(Records from a data collection)
◆ ◆ ◆ ◆

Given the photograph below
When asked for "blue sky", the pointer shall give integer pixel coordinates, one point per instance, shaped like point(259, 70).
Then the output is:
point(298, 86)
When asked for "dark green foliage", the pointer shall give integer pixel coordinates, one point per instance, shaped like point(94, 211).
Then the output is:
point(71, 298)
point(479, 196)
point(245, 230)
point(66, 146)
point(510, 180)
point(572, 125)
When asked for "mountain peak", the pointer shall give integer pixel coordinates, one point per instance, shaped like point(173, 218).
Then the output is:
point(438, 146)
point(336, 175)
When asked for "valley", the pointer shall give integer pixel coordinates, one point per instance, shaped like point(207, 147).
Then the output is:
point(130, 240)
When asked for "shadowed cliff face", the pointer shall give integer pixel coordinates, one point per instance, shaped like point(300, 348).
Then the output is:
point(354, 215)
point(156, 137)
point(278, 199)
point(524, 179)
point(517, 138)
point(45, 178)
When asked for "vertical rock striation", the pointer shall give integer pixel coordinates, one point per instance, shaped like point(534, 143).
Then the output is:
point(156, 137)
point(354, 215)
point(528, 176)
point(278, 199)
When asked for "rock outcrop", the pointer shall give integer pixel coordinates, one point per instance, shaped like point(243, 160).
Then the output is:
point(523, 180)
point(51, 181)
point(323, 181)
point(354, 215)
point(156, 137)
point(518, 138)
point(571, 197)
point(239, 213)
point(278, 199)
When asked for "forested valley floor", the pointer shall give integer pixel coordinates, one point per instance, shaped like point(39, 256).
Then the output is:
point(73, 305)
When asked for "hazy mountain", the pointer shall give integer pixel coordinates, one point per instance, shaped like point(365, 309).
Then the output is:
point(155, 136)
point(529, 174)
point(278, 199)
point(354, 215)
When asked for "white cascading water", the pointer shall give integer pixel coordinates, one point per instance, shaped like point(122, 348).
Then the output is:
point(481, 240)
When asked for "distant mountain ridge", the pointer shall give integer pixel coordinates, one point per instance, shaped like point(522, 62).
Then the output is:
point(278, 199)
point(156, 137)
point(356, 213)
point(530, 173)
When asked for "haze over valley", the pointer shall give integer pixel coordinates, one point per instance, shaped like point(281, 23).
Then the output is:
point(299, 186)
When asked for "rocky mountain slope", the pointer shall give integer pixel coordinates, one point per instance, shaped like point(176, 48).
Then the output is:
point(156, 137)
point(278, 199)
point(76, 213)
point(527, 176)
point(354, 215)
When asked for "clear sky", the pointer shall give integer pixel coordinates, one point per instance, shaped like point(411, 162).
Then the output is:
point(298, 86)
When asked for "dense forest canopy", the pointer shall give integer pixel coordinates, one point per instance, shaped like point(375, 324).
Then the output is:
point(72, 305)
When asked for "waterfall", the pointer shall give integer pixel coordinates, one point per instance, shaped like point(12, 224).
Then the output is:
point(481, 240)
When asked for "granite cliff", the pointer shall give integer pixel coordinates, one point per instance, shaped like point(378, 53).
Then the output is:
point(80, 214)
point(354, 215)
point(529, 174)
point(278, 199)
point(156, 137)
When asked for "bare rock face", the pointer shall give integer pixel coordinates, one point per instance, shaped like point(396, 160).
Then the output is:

◆ ◆ ◆ ◆

Write the material out again in its entirety, exactly as shown.

Given the photograph below
When asked for "blue sky", the pointer shall give integer pixel coordinates, one point per instance, shaped like point(259, 70).
Then the output is:
point(298, 86)
When asked for "dark green foliage", the pointer shall give integer pixel coordinates, one point per instance, shaped like point(94, 211).
Then the output is:
point(71, 298)
point(479, 196)
point(245, 230)
point(66, 146)
point(510, 180)
point(572, 125)
When asked for "mountain peak", the pointer shall give integer pixel coordinates, one point per instance, shaped like point(173, 218).
Then the output is:
point(438, 146)
point(336, 175)
When asked for "valley", the pointer shall give integer pixel coordinates, one point per instance, shaped like point(207, 147).
Then the output is:
point(130, 240)
When asked for "shadowed cliff face", the pointer shall give integer pixel coordinates, one point per instance, shaped like point(300, 348).
Then the output is:
point(354, 215)
point(156, 137)
point(278, 199)
point(524, 179)
point(517, 138)
point(45, 178)
When asked for "vertical rock striation", the pointer shall give integer pixel coordinates, one point per instance, shaped like point(534, 143).
Then the output is:
point(156, 137)
point(354, 215)
point(528, 176)
point(278, 199)
When asked for "rock outcrop", the pointer shall give integer pixel coordinates, one point per instance, shaped like point(243, 160).
Then the output is:
point(523, 180)
point(51, 181)
point(323, 181)
point(354, 215)
point(156, 137)
point(518, 138)
point(571, 197)
point(239, 213)
point(278, 199)
When asked for "forested valley floor", the pointer shall give integer pixel coordinates, one point per instance, shaped like point(39, 256).
Then the output is:
point(73, 305)
When asked for "hazy mountain", the pointer shall give integer pixel coordinates, one point per instance, shaped like point(365, 309).
Then the output is:
point(155, 136)
point(529, 174)
point(278, 199)
point(354, 215)
When asked for "white cascading water", the pointer shall give integer pixel coordinates, one point per instance, shaped like point(122, 348).
Then the output is:
point(481, 240)
When asked for "distant mountain ridge", the pointer shall give integer pixel coordinates, one point per instance, shaped like point(522, 62).
Then the output is:
point(278, 199)
point(156, 137)
point(356, 213)
point(530, 173)
When asked for "haze over valley", the pointer shall give integer pixel coordinates, one point per instance, shaped like point(281, 23).
Then the output is:
point(299, 186)
When asked for "rocky mountain slope", the pointer shall give integer pixel coordinates, one point per instance, shaped like point(176, 48).
Then the output is:
point(156, 137)
point(278, 199)
point(76, 213)
point(527, 176)
point(354, 215)
When asked for "clear sky", the pointer shall give integer pixel coordinates, one point per instance, shaped like point(411, 162).
Then the output is:
point(298, 86)
When asked for "dense forest canopy", the pointer shall give integer pixel coordinates, one point per instance, shaped like point(375, 324).
Then the output is:
point(72, 305)
When asked for "waterfall", the pointer shall give integer pixel coordinates, one point per instance, shaped like point(12, 224).
Then the output is:
point(481, 240)
When asked for "granite cliff", the pointer shall give integer pixel coordinates, one point per instance, shaped like point(378, 53).
Then the output is:
point(80, 214)
point(354, 215)
point(529, 174)
point(278, 199)
point(156, 137)
When asked for "bare rock face", the pointer shall give integer pixel coordinates, one point per instance, shaped like point(396, 160).
Then the output is:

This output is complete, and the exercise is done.